What you need to do:
How many lines in the items below contain the string "warm", counting only matches with the same case? Reply with the number alone.

Items from a dataset:
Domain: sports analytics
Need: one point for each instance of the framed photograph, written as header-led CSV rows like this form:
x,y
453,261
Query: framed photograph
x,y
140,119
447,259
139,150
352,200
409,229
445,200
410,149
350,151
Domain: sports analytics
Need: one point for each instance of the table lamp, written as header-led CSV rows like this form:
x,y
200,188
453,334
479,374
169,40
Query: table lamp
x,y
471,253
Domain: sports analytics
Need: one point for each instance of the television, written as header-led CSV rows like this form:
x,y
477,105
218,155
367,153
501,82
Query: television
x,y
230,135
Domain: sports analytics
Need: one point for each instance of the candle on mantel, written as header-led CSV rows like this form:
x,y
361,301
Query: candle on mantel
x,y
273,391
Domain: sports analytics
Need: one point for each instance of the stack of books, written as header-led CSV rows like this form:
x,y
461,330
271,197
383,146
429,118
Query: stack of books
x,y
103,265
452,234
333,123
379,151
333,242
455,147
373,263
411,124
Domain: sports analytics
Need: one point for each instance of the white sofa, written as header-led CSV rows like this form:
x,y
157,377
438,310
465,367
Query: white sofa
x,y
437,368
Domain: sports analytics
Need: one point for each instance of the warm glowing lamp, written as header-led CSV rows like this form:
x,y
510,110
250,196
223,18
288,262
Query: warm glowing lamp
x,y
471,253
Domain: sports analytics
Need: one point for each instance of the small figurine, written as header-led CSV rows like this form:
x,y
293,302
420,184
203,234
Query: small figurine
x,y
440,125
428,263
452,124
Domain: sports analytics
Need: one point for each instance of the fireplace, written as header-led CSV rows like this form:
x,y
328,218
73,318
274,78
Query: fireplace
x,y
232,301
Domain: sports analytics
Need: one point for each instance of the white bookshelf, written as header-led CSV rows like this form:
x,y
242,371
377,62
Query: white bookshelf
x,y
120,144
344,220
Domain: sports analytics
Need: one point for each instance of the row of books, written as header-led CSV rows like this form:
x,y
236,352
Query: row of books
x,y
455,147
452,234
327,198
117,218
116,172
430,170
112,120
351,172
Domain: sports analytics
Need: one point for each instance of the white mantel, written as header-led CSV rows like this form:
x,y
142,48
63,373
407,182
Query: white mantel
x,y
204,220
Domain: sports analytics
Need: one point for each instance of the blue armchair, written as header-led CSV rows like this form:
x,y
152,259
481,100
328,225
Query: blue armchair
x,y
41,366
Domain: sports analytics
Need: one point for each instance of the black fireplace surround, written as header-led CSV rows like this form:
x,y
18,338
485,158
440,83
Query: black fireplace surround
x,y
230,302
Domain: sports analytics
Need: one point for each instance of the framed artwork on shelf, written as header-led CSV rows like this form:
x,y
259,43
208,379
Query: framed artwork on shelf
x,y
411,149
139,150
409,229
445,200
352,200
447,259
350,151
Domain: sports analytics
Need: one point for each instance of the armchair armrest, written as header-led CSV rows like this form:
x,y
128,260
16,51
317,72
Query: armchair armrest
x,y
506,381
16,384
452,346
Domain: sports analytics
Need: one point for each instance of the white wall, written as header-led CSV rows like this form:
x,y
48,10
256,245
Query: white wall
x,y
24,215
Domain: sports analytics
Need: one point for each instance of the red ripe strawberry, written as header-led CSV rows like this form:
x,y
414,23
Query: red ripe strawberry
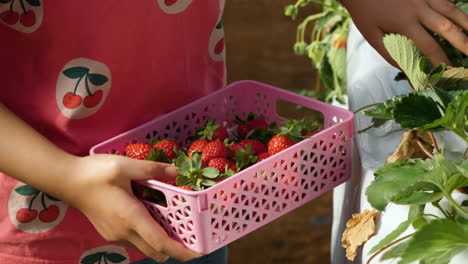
x,y
244,128
279,143
185,187
257,146
197,145
138,150
263,156
221,163
214,149
168,147
220,134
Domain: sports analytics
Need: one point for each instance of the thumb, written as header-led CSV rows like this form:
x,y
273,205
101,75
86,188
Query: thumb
x,y
146,170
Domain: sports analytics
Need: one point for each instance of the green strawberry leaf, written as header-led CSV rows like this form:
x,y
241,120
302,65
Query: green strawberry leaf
x,y
392,179
97,79
415,110
26,190
395,252
76,72
115,257
182,180
407,56
436,242
211,173
34,2
52,197
414,213
92,259
208,183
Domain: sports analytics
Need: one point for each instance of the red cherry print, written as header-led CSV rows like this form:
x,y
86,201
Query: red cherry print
x,y
71,101
219,46
28,19
170,2
50,214
9,17
93,100
25,215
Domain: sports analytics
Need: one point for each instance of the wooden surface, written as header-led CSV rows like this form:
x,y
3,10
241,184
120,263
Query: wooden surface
x,y
259,41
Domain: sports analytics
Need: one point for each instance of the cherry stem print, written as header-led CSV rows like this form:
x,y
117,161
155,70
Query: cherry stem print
x,y
11,5
22,6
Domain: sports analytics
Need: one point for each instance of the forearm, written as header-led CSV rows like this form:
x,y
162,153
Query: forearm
x,y
31,158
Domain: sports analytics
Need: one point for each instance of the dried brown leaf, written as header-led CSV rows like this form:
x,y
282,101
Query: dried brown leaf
x,y
409,148
358,230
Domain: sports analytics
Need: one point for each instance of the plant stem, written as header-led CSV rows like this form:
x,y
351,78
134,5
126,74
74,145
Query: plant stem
x,y
437,205
389,245
434,142
455,205
365,107
365,129
424,149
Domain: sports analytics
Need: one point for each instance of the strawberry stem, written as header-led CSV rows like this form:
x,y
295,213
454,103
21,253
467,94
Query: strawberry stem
x,y
22,6
11,5
43,201
32,200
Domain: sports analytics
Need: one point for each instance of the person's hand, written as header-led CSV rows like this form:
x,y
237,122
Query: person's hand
x,y
102,191
374,18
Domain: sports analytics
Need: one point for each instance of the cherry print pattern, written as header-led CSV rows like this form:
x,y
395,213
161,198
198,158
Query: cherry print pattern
x,y
105,254
23,15
174,6
82,88
34,211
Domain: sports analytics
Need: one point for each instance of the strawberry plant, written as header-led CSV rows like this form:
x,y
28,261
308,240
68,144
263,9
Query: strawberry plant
x,y
326,46
439,102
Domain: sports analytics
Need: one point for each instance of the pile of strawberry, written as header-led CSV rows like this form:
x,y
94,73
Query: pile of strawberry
x,y
215,155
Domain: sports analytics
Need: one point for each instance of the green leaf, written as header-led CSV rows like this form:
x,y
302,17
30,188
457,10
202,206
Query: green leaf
x,y
407,56
52,197
415,110
75,72
414,213
208,183
454,78
26,190
395,252
115,257
182,180
392,179
34,2
92,259
436,242
211,173
455,118
97,79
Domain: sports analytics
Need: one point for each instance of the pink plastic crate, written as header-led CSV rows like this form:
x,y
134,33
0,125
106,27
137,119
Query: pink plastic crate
x,y
207,220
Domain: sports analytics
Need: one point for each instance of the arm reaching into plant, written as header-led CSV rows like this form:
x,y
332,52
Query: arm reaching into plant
x,y
97,185
411,18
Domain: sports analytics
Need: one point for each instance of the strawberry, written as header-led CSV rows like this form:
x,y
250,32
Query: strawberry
x,y
214,149
138,150
279,143
186,187
263,156
221,164
251,123
211,131
168,146
197,145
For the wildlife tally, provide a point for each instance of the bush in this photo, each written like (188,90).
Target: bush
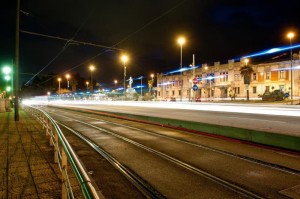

Task answer:
2